Problem to solve:
Find every line below that contains the word "work" and copy each one out in full.

[Raw records]

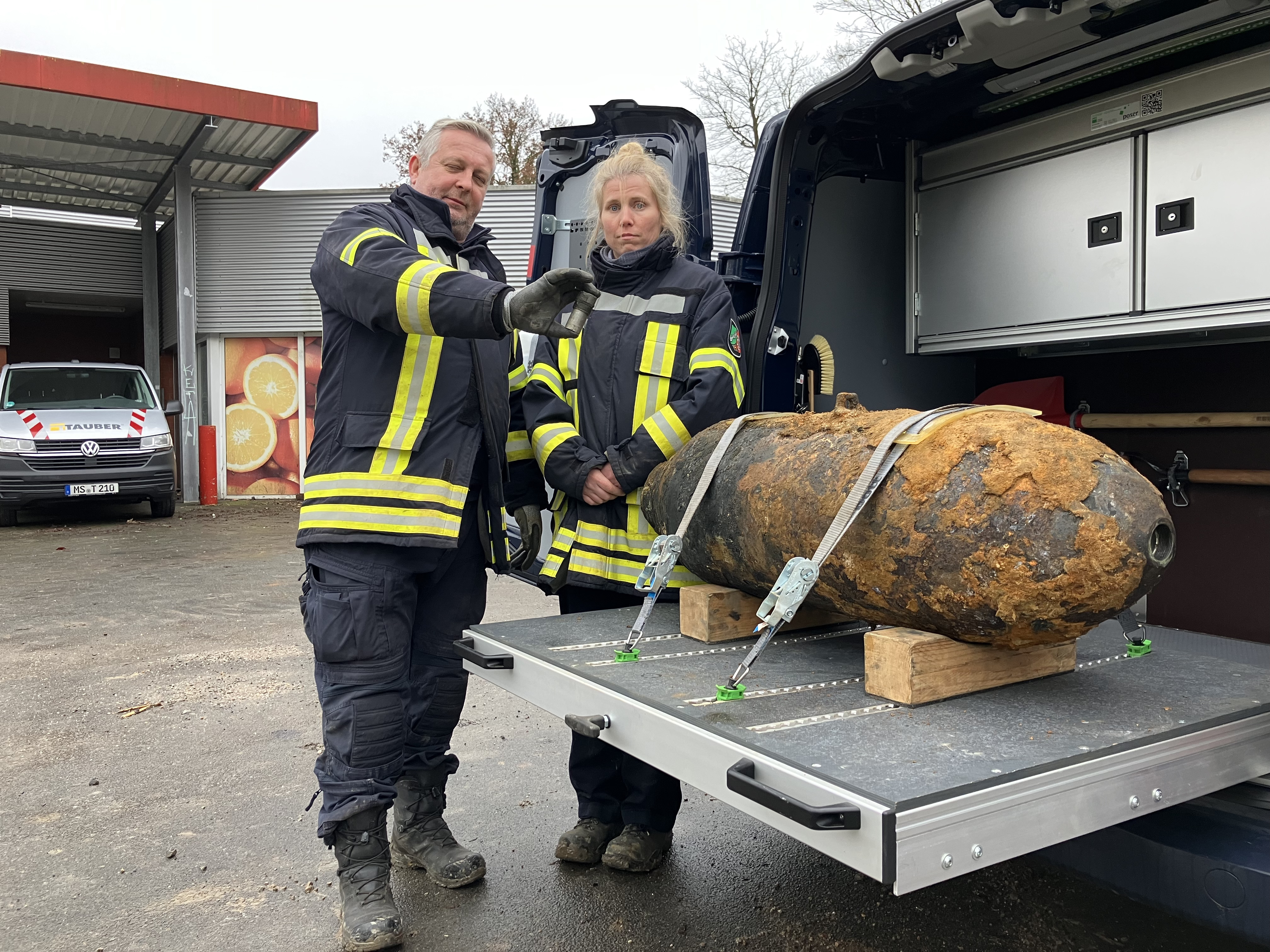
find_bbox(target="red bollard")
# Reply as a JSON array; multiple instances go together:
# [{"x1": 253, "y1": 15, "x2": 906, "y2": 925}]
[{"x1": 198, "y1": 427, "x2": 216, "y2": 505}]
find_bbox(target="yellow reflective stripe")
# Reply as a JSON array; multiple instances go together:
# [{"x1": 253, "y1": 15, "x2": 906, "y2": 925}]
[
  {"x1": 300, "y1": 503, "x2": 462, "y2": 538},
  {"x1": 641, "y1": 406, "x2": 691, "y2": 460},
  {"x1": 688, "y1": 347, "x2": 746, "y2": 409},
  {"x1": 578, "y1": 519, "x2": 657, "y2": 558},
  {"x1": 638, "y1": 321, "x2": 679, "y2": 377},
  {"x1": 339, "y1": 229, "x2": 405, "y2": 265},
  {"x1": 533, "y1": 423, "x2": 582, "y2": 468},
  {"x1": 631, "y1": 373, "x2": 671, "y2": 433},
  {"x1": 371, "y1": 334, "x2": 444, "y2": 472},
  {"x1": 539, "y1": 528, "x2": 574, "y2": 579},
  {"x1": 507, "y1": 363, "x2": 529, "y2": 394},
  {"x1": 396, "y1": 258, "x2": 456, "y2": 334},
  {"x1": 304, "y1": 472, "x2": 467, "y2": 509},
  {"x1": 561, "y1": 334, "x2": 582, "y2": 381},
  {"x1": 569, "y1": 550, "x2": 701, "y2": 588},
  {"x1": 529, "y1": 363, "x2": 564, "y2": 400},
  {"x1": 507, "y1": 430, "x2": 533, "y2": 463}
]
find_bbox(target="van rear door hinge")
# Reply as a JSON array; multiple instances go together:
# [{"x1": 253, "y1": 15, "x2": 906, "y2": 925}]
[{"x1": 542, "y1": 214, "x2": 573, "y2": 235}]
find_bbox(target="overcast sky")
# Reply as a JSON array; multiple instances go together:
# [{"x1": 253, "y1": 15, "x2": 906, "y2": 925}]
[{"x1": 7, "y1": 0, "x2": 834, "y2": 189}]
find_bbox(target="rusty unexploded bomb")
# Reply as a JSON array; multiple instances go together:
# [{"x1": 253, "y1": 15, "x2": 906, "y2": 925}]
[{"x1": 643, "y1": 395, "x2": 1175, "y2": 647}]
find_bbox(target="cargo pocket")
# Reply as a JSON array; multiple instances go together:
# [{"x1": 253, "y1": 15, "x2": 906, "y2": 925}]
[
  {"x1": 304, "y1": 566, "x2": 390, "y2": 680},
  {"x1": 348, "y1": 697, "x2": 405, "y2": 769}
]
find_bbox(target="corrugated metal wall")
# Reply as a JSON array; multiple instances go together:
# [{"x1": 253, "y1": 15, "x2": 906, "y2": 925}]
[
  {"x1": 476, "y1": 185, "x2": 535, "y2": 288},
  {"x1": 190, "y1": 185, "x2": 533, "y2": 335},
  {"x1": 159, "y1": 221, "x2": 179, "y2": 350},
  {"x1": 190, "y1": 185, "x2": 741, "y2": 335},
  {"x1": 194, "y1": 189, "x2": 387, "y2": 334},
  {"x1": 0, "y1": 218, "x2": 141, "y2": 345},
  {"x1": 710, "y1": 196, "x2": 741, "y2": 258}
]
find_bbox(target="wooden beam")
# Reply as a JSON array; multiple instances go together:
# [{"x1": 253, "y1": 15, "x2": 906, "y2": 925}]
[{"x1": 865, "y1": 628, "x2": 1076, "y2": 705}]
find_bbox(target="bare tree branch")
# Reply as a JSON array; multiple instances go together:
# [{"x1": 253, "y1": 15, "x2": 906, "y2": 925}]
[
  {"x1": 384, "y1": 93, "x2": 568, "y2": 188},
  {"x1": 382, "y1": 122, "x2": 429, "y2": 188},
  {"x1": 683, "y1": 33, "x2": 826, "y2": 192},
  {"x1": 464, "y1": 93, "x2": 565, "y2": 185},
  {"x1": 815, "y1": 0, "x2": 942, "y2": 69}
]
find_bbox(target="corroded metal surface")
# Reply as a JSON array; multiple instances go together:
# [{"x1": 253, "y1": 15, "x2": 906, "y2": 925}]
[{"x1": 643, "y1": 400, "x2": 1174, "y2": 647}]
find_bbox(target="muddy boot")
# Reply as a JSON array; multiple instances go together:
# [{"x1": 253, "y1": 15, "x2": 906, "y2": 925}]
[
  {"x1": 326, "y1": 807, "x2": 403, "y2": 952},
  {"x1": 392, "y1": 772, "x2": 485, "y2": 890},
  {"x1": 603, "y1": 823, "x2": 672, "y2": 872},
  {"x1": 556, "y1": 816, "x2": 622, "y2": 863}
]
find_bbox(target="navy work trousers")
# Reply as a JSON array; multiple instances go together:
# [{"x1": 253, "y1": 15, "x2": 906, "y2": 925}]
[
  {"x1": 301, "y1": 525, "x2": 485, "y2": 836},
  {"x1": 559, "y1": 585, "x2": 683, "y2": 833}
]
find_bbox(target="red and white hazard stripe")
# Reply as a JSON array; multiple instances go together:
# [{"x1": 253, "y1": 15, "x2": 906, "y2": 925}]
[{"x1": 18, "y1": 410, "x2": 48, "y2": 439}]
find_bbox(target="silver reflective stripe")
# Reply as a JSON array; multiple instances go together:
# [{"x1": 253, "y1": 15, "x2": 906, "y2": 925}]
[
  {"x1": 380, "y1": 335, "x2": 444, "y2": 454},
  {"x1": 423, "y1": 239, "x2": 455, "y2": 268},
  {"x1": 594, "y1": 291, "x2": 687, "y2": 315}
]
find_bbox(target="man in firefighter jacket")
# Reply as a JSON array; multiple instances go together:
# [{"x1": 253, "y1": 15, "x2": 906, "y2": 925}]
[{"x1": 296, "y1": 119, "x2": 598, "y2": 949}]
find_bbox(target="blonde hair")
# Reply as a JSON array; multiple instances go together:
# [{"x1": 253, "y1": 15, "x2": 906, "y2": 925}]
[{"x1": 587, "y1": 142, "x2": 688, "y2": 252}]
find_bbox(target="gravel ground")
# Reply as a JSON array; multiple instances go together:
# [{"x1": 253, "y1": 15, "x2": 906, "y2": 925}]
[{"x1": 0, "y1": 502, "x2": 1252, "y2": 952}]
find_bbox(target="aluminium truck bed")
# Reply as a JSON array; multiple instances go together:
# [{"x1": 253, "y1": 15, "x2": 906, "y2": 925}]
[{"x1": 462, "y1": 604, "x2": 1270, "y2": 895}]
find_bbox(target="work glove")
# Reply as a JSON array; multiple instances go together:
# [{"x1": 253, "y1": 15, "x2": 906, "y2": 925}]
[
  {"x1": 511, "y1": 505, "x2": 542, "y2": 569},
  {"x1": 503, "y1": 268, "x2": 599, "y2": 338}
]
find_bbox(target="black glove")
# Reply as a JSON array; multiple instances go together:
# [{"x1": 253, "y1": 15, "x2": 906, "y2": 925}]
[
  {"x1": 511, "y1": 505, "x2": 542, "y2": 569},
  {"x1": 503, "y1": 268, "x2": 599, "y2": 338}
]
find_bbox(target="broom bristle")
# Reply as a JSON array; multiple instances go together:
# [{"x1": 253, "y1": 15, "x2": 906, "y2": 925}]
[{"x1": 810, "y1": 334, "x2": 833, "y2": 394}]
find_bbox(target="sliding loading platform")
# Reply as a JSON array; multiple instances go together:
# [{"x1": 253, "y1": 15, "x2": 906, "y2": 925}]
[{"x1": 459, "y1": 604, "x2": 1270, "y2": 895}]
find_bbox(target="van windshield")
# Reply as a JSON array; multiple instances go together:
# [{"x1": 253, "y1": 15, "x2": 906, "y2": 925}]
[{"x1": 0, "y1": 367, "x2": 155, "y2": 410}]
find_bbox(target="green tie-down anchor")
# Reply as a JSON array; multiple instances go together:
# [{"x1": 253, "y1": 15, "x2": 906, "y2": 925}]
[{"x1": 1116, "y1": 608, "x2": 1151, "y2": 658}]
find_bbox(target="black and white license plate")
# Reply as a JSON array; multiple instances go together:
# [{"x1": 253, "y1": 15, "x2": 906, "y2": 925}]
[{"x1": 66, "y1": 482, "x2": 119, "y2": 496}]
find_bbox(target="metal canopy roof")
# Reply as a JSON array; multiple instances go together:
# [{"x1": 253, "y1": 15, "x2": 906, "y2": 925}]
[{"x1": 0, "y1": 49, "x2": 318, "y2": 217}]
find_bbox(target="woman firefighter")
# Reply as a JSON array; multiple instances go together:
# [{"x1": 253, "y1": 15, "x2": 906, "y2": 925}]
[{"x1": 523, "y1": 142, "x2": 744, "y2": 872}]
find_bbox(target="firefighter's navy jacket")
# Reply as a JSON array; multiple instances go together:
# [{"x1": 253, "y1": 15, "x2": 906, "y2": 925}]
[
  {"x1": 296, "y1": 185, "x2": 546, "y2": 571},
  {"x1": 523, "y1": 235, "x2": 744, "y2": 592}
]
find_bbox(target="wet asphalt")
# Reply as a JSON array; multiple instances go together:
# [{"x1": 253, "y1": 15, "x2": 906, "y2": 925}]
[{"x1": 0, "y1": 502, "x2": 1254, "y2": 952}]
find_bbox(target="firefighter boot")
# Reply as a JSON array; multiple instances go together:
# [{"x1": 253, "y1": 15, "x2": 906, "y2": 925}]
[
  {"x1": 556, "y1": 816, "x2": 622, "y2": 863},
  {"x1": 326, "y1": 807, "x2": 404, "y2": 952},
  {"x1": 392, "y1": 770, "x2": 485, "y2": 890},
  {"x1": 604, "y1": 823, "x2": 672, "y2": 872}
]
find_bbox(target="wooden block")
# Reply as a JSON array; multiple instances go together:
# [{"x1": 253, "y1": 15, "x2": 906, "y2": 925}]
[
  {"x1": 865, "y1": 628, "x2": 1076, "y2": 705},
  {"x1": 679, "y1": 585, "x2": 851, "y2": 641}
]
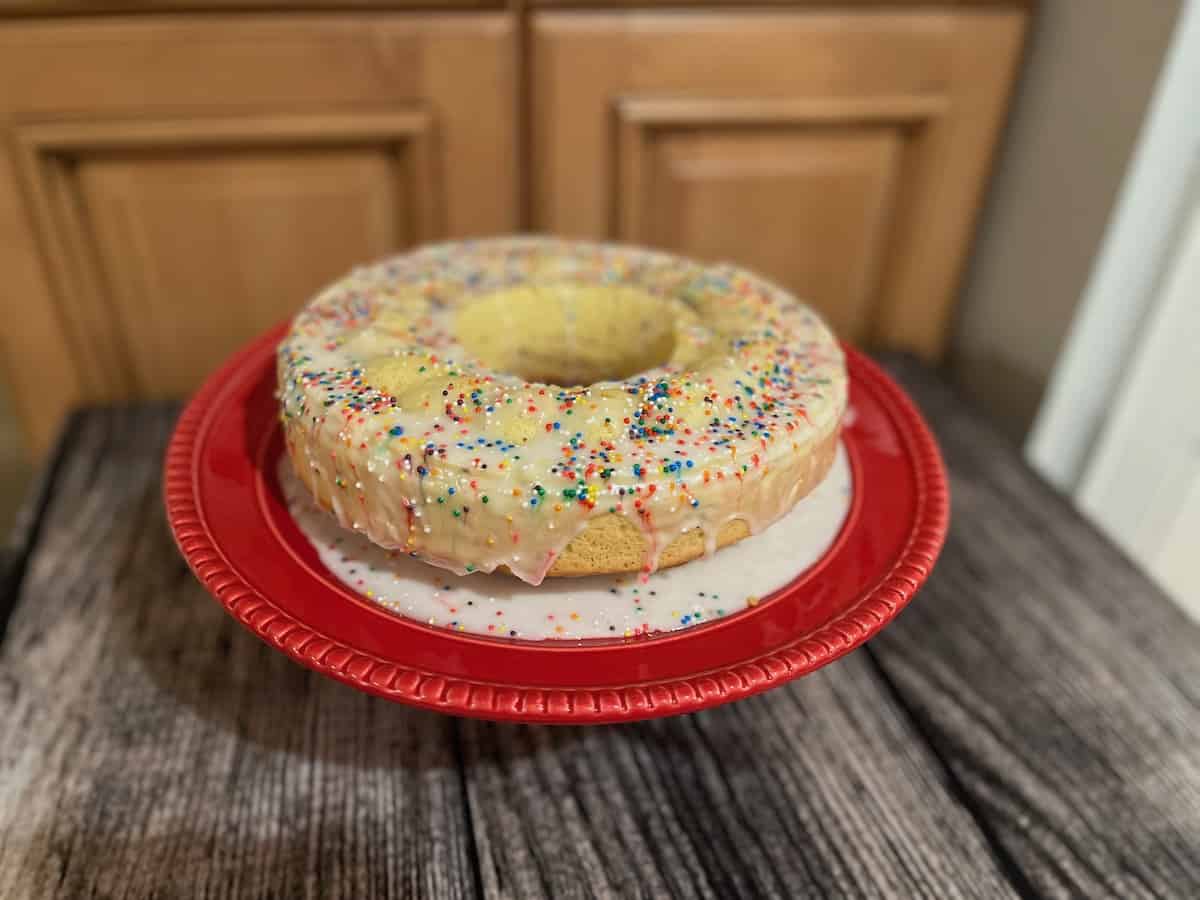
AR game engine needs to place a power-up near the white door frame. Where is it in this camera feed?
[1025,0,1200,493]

Correct result:
find_bbox(target="navy work trousers")
find_bbox(target="work glove")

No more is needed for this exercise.